> [Document section]:
TRISH's board of directors includes chair Jeffrey P. Sutton, along with members Barbara Wold, and Thomas Heldt.

== Consortium members ==
- Baylor College of Medicine
- Massachusetts Institute of Technology
- California Institute of Technology

== Research areas ==
TRISH researchers pursue scientific research in several fields, including:
- Cellular and Molecular Biology
- Behavioral Health
- Environment, Food and Medication
- Medical Technology
- Radiation

=== EXPAND ===
In 2021, TRISH launched the EXPAND (Enhancing Exploration Platforms and Analog Definition) Program, a research initiative designed focused on human health and performance during commercial spaceflight.

> [Data extracts]:
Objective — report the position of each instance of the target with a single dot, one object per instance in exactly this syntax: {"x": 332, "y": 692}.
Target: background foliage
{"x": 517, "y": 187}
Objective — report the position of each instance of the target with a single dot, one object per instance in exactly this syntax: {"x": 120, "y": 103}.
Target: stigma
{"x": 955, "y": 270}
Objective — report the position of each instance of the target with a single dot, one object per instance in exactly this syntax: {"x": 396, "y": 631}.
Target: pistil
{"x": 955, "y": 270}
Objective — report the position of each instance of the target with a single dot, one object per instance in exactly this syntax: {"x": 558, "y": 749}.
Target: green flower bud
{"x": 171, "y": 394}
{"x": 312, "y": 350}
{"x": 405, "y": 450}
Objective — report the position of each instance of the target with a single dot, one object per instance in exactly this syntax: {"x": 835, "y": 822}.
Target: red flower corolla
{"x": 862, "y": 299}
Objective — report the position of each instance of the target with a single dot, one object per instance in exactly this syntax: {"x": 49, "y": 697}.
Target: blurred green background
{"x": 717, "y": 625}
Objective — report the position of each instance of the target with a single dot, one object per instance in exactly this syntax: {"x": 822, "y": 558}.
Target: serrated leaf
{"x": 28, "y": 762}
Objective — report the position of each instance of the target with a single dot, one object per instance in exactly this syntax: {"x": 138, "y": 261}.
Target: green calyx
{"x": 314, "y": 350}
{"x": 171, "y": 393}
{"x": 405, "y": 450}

> [Work to complete]:
**1.** According to the TRISH text, who chairs TRISH's board of directors?
**2.** Write the next part of the TRISH text, picking up after its final sentence.
The records come from a source separate from the TRISH text.

> [Answers by item]:
**1.** Jeffrey P. Sutton

**2.**
It collects health data before, during, and after missions from willing private astronauts to study challenges associated with long-duration missions, including medical risk detection, radiation exposure, behavioral health, and team dynamics. TRISH developed a novel approach to streamline research participation by integrating multiple studies across different researchers into the EXPAND program, seeking to build a standardized, centralized, and comprehensive database and biological samples repository. The program ensures ethical participation and facilitates open-access, de-identified data sharing with researchers with hypothesis-driven questions, supporting the broader scientific community in developing safeguards for future space travelers.

Data requests are reviewed by the EXPAND Database Privacy and Release Board (DPRB), an independent panel of experts in genetics, astronautics, data science, and bioethics. The board ensures data privacy and compliance with ethical protocols. Broader data access is anticipated beginning in late 2025.

=== HERMES ===
HERMES is a data integration and analytics platform developed by TRISH to support biomedical research and healthcare delivery in space. It enables the secure collection, aggregation, and analysis of data from biosensors, clinical evaluations, and mission environments, allowing for real-time monitoring and longitudinal tracking of spaceflight participants’ health across different missions and vehicles.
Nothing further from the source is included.